Aim of the task: Should a line in the entries below contain "produce", return that line.
======== Source material ========
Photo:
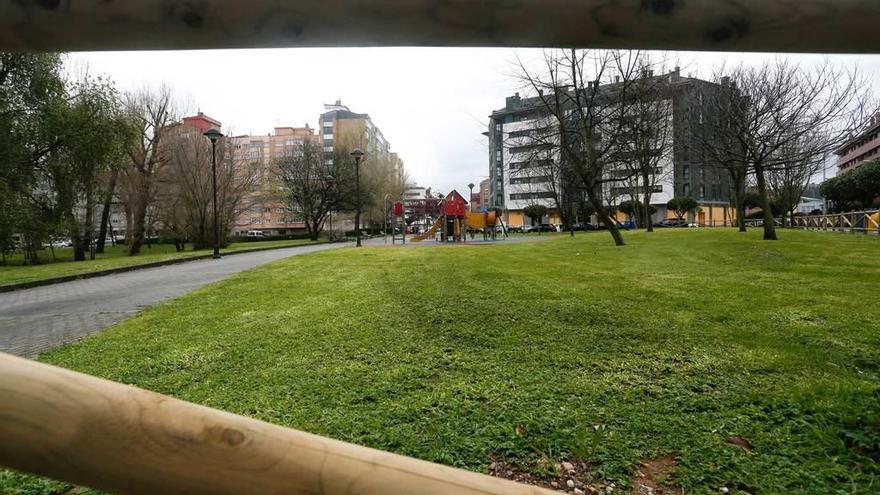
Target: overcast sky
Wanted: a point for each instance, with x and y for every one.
========
======== Source material ========
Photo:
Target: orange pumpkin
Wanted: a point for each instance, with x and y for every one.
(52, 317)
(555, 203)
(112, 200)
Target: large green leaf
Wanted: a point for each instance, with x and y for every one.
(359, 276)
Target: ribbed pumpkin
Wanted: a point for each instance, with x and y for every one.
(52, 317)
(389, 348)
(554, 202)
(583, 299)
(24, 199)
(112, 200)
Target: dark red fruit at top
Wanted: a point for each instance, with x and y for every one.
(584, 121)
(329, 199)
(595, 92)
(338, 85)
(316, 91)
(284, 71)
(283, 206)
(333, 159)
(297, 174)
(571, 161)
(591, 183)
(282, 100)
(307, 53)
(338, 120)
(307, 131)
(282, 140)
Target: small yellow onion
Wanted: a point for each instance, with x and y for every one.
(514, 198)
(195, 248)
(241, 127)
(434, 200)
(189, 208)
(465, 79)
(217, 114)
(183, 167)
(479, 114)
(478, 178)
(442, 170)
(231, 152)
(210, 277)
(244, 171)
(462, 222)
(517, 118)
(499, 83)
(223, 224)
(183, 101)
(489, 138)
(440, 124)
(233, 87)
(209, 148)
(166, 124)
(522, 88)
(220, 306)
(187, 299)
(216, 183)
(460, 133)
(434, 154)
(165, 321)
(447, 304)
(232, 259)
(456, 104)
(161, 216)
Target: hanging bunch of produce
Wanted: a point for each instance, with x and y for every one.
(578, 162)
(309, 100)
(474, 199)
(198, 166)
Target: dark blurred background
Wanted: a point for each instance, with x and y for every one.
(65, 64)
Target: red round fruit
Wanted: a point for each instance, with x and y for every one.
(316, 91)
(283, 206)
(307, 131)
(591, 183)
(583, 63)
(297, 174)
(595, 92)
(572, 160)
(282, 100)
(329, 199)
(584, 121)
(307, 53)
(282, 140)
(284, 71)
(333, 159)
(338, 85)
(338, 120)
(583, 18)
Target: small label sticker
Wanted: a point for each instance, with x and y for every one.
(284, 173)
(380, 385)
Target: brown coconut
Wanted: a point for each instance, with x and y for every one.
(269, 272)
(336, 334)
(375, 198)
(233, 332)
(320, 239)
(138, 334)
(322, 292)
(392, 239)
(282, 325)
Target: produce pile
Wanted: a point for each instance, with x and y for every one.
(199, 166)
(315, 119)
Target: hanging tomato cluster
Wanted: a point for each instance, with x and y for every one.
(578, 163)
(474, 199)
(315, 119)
========
Solution to this task:
Target: hanging bunch of produce
Target: produce pile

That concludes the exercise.